TASK BRIEF>
Retype each entry exactly as written, and keep the pictures out of the copy.

Start of DATA

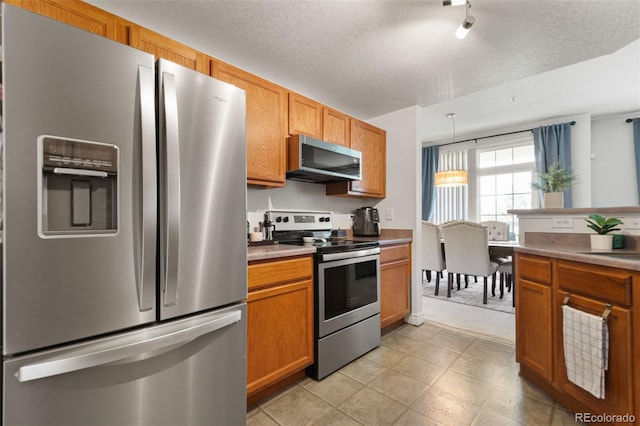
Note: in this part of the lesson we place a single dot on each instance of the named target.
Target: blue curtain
(429, 168)
(553, 144)
(636, 145)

End of DATA

FINISHED TASK>
Note: in this part of the lesson we place a single dot on each instance of the named target.
Target: blue curtain
(429, 168)
(553, 144)
(636, 145)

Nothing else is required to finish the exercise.